Whether you are part of building a modern digital enterprise platform for mid-sized to large insurance companies or part of a startup that distinguishes itself through innovative technologies, you are likely to be hearing about microservices.
Microservices architecture has increasingly become popular and often associated with benefits such as scale, speed of change, ease of integration, fault tolerance and ability to adapt to changing business demands and models. Commitment from digital giants such as Amazon, Netflix, PayPal, eBay, Twitter and Uber, which built and scaled their platforms based on microservices architecture, has galvanized adoption across many industries.
A crucial question is, “How will microservices help insurers design open platforms for building sustainable competitive advantage?”
This four-part blog series will share our views based on our experience in building a modern digital platform using microservices. This first blog will provide a general primer about microservices. The second will share our view on the applicability and strategic potential of microservices for insurance. The third will illustrate best practices and applied principles of designing a microservices-based platform. The final blog will share how our innovative Majesco Digital1st platform will help insurers simplify and accelerate the development of microservices apps.

——————————

◆ Work instructions ◆
1) For the microservices passage, state whether each of the statements below agrees with it, answering yes or no and quoting the passage's deciding words. (a) The blog series has four parts. (b) The first blog in the series covers best practices for designing a microservices-based platform. (c) Netflix is named among the companies that built their platforms on microservices architecture.
2) Write a continuation of the microservices passage, beginning after its final sentence.

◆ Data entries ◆
——————————

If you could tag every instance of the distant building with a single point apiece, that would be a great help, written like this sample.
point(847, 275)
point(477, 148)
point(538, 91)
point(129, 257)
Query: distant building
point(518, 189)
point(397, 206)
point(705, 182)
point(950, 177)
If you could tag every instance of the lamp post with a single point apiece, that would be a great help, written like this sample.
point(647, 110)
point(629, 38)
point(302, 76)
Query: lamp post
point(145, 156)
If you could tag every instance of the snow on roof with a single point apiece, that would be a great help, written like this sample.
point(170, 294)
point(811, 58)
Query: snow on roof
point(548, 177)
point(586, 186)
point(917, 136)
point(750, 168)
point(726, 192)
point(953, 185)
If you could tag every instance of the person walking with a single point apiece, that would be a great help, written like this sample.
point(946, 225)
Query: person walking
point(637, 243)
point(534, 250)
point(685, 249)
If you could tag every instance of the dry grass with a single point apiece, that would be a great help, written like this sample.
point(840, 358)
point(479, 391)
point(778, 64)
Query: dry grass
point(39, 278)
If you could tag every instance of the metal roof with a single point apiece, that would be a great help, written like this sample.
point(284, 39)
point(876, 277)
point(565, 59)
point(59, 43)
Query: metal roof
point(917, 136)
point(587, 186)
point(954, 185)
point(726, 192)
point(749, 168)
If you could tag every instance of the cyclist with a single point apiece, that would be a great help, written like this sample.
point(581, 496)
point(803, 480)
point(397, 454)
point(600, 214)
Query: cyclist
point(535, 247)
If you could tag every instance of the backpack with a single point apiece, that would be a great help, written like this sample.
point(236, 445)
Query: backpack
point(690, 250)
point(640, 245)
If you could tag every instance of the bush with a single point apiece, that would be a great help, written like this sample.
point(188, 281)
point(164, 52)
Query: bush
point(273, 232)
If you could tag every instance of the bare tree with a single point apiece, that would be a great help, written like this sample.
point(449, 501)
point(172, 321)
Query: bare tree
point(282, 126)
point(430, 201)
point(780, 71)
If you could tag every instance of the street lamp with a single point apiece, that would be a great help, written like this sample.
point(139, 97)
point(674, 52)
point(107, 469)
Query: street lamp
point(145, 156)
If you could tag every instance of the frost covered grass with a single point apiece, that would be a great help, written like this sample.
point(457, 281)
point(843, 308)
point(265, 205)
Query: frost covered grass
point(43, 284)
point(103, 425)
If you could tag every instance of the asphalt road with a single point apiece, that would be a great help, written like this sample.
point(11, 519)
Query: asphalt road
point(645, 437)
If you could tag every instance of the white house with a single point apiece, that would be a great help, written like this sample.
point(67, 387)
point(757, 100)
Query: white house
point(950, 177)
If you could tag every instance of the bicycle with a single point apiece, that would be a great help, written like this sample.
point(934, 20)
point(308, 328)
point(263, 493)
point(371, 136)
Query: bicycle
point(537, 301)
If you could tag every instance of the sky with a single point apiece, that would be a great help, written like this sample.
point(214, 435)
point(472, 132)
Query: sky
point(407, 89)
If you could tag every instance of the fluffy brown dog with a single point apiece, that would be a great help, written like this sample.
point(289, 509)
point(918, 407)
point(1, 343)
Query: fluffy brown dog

——————————

◆ Answers given ◆
1)
(a) Yes: "This four-part blog series"
(b) No: "This first blog will provide a general primer about microservices."
(c) Yes: "Commitment from digital giants such as Amazon, Netflix, PayPal, eBay, Twitter and Uber, which built and scaled their platforms based on microservices architecture"

2)
Let’s start with the basic question, “What are microservices?” You can find the answer through a simple Google search, but let’s explain it in simple terms. Think of a microservice as a micro application that enables a specific granular business function like payment, issue, policy documents, first notice of loss (FNOL), etc. The micro application can be independently deployed and can communicate with other micro applications serving other business functions through a well-defined interface. This approach is in stark contrast to “monolith applications,” such as policy management systems, billing systems and claims systems that work as an aggregation of multiple business functions tightly woven together and must be deployed as a large, monolithic unit.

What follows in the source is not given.